What the task asks: An exact transcript of all the records is required, with nothing left out.

[Stored data entries]
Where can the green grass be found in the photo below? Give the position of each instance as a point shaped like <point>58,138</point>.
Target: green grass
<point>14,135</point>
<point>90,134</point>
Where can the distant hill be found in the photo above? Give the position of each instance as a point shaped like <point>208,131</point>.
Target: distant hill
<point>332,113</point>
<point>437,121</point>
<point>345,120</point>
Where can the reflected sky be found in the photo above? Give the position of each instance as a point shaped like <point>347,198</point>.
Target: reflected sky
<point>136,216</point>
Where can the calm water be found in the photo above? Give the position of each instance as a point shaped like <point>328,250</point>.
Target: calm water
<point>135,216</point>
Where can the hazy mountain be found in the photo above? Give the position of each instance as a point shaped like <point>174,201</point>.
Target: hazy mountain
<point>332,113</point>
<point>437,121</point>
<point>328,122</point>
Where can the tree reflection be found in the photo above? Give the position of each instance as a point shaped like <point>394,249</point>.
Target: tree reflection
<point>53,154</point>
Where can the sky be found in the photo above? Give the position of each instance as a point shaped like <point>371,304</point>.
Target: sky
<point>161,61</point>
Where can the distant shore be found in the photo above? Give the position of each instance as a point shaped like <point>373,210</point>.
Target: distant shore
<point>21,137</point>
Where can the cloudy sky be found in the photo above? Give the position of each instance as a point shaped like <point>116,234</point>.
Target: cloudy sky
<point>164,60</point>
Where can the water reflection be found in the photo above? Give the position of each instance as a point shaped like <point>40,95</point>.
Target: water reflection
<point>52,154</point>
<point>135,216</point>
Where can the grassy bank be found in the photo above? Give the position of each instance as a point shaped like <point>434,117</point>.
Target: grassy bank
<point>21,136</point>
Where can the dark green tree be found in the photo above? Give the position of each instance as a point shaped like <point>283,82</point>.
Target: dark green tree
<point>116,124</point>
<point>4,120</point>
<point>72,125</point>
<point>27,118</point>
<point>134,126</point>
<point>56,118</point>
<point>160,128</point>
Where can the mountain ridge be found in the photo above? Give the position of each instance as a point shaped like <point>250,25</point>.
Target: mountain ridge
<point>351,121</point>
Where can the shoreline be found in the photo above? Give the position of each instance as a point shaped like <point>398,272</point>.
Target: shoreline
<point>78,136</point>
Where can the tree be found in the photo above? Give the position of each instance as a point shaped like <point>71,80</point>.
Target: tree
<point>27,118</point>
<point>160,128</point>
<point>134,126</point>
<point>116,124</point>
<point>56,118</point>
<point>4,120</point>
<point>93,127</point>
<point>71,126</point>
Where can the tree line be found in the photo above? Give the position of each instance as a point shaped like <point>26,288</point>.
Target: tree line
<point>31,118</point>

Result of the exercise:
Where can the green grass be found in the photo below? Give the position of each instance as a point shaped like <point>58,138</point>.
Target: green grass
<point>14,135</point>
<point>90,134</point>
Where can the distant hill be found in the photo above? Give the position of each instance as a point shaped like <point>208,131</point>.
Target: distant hill
<point>332,113</point>
<point>437,121</point>
<point>345,120</point>
Where can the reflected sky be found in the photo above? Give the position of each instance as a point shaped like <point>347,198</point>.
Target: reflected sky
<point>136,216</point>
Where can the calm water be found in the photo above? Give the position of each instance as a point shaped like <point>328,250</point>.
Target: calm water
<point>135,216</point>
Where can the hazy mountain be found in the photo above? Give the position of each instance as a point shaped like <point>174,201</point>.
Target: hazy mountain
<point>332,113</point>
<point>437,121</point>
<point>328,122</point>
Where can the tree reflection be found in the photo above? Give the position of each instance as a point shaped like <point>394,249</point>.
Target: tree reflection
<point>53,154</point>
Where can the sky be found in the photo above? Give the position of each instance as a point shaped like <point>371,304</point>.
Target: sky
<point>161,61</point>
Where can the distant shore be found in the photo above? Give the position of each instance as a point shaped like <point>373,210</point>.
Target: distant shore
<point>21,137</point>
Where can the cloudy sky be found in the photo above? Give the position of each instance as a point shaped like <point>116,234</point>.
Target: cloudy sky
<point>164,60</point>
Where can the water reflection be found in the photo above? Give the position of each instance as a point shaped like <point>40,95</point>.
Target: water reflection
<point>52,154</point>
<point>135,216</point>
Where can the grassy bank be found in the photo above? Give the position of each instance as a point shaped like <point>434,117</point>.
Target: grassy bank
<point>21,136</point>
Where can the dark green tree be found in the photo above? Give the position of each instance as a point shaped like <point>283,82</point>.
Target: dark green tree
<point>116,124</point>
<point>4,120</point>
<point>72,125</point>
<point>27,118</point>
<point>134,126</point>
<point>56,118</point>
<point>160,128</point>
Where can the mountain ridge be found in the photo above? Give the position of each instance as a point shaped like <point>250,25</point>.
Target: mountain ridge
<point>351,121</point>
Where can the shoreline be found in the photo above? Give the position of each instance as a point shaped like <point>398,272</point>.
Target: shoreline
<point>78,136</point>
Where can the tree be found in the photo above? Give the position of each instance as a point shaped like <point>71,80</point>.
Target: tree
<point>27,118</point>
<point>160,128</point>
<point>134,126</point>
<point>116,124</point>
<point>56,118</point>
<point>4,120</point>
<point>93,127</point>
<point>71,126</point>
Where can the tree line be found in the photo above? Give the position of each instance as a point shaped like <point>26,288</point>.
Target: tree line
<point>31,118</point>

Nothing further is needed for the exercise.